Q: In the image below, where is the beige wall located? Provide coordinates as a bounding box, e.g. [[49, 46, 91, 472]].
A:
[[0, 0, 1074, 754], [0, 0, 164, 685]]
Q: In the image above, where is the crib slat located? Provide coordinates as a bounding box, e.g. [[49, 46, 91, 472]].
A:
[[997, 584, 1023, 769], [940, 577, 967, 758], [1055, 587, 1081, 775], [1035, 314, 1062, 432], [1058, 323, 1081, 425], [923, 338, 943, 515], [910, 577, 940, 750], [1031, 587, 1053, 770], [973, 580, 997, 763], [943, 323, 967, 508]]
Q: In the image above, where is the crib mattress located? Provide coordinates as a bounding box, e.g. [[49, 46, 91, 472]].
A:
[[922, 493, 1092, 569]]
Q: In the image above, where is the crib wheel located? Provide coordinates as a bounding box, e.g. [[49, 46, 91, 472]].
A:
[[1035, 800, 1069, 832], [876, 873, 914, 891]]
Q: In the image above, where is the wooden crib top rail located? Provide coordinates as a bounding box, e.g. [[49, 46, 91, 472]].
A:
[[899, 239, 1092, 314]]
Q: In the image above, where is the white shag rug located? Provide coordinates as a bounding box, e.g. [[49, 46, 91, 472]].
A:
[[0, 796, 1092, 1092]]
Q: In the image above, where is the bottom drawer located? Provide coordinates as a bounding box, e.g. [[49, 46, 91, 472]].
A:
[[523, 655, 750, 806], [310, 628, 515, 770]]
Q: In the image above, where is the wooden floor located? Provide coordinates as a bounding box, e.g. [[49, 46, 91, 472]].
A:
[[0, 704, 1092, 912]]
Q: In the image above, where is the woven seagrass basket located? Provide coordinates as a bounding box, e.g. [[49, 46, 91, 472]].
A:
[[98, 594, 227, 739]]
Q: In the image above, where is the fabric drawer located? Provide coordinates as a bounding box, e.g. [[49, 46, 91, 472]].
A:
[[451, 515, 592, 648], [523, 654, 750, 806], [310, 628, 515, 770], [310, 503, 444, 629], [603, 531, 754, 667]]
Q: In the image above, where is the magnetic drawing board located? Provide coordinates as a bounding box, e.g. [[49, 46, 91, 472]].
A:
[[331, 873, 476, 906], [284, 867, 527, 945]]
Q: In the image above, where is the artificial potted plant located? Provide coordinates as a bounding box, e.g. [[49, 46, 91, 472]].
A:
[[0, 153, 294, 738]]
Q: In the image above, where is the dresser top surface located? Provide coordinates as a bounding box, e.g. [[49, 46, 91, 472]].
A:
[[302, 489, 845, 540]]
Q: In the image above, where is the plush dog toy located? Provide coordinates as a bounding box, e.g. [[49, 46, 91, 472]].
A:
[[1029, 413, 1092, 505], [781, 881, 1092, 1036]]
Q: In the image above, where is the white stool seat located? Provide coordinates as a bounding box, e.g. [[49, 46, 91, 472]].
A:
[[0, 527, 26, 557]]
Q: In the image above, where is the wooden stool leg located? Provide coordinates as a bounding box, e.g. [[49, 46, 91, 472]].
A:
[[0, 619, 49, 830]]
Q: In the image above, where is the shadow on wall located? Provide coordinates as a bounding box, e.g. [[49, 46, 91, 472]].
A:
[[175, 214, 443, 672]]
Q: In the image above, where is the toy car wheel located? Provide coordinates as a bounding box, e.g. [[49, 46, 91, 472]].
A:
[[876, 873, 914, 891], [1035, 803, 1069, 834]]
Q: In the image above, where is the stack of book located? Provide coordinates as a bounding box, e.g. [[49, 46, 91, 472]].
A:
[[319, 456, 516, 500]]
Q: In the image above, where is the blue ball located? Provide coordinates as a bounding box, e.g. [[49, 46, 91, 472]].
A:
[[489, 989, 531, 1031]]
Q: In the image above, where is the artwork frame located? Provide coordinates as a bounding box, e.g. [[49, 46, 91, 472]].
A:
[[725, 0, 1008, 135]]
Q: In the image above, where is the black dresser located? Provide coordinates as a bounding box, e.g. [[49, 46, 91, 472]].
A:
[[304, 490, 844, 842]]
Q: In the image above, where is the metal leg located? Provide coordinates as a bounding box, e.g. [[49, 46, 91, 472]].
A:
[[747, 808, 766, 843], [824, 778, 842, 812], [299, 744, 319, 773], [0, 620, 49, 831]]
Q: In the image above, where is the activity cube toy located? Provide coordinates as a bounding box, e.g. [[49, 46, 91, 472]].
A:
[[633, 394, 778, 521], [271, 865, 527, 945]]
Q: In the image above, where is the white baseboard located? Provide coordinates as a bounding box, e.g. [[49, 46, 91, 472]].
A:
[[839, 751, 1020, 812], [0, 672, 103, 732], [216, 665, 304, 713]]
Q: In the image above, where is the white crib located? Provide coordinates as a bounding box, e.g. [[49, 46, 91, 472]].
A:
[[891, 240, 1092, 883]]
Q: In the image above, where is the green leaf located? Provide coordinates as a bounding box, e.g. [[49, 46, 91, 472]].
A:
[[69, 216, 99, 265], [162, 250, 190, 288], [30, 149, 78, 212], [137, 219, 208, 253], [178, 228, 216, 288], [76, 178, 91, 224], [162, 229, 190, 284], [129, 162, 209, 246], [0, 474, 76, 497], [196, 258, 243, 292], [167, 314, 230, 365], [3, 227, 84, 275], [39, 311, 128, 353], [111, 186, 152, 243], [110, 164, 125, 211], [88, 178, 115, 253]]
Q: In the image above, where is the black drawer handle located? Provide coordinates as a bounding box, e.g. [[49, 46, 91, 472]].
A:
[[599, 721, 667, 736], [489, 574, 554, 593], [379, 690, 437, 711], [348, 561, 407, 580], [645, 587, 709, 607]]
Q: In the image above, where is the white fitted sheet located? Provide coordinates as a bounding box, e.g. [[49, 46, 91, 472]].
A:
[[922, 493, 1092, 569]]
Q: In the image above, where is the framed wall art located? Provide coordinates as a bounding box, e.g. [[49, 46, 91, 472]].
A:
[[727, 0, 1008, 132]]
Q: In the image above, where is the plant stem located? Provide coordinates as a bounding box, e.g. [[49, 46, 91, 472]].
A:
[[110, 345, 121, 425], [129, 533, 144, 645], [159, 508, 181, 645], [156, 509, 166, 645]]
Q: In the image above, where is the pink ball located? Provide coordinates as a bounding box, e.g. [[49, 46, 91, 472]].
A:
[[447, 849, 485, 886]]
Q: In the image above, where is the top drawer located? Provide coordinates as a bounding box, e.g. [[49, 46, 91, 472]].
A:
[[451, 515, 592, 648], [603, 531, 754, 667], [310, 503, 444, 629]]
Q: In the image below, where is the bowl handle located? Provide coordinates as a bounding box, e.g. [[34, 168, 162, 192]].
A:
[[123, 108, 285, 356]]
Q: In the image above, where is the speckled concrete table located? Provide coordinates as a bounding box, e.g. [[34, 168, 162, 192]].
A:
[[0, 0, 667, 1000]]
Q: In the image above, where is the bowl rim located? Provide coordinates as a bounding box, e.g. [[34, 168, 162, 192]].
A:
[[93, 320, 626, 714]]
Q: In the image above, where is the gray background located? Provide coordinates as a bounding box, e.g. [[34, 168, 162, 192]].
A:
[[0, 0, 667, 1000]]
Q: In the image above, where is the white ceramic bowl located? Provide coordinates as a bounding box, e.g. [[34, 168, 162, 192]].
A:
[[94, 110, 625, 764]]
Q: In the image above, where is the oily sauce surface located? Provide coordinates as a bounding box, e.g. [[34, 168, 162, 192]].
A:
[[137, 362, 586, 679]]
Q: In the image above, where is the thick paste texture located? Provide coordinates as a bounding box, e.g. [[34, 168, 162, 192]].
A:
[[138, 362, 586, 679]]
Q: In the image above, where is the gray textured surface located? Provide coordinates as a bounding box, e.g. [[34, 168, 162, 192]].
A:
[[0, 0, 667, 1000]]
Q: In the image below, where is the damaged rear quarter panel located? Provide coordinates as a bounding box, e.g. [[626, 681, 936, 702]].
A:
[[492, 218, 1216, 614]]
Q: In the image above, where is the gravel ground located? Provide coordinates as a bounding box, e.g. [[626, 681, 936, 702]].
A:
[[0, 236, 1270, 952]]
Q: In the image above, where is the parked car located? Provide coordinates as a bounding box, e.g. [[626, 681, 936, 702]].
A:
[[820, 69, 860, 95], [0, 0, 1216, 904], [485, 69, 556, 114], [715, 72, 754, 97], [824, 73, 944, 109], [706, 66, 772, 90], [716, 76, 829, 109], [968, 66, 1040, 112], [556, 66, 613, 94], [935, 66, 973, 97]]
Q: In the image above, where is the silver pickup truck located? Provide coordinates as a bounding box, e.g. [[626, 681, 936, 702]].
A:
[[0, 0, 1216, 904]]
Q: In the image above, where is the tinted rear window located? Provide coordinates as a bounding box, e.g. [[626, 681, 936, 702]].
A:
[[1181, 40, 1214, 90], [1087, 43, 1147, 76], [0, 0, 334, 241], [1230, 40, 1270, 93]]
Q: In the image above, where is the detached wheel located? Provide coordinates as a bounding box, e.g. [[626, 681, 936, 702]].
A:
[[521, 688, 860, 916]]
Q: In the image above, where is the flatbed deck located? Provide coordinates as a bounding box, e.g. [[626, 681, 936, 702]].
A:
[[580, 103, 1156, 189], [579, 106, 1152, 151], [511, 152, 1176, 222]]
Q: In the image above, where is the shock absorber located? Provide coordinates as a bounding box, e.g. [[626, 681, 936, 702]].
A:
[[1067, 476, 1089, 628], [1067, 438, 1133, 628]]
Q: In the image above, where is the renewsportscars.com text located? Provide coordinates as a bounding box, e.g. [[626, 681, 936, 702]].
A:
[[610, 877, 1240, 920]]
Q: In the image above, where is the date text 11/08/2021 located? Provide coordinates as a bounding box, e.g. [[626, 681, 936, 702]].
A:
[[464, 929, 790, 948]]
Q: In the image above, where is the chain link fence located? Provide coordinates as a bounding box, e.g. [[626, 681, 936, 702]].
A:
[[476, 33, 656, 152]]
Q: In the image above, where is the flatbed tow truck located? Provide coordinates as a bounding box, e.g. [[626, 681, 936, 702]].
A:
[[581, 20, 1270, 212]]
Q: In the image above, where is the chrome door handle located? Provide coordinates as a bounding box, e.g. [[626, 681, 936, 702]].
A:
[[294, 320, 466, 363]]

• [Description of the task]:
Starting at the line with "Q: In the image above, where is the framed" and ending at the line with "[[447, 849, 485, 886]]", write out that stretch of the material again, substituting "red ball" for "pink ball" and leaving everything else as it is.

• [Correct result]:
Q: In the image above, where is the framed wall art located? Provide coordinates as a bounding box, e.g. [[49, 46, 91, 472]].
A:
[[727, 0, 1008, 132]]
Q: In the image above, where is the plant stem located? Provide coordinates as a bounding box, e.g. [[49, 46, 91, 472]].
A:
[[110, 345, 121, 425], [129, 533, 144, 645], [159, 508, 181, 645], [156, 509, 166, 645]]
Q: In the image above, where is the red ball located? Provide coordinates as a bounding box, e.g. [[49, 46, 91, 472]].
A:
[[447, 849, 485, 886]]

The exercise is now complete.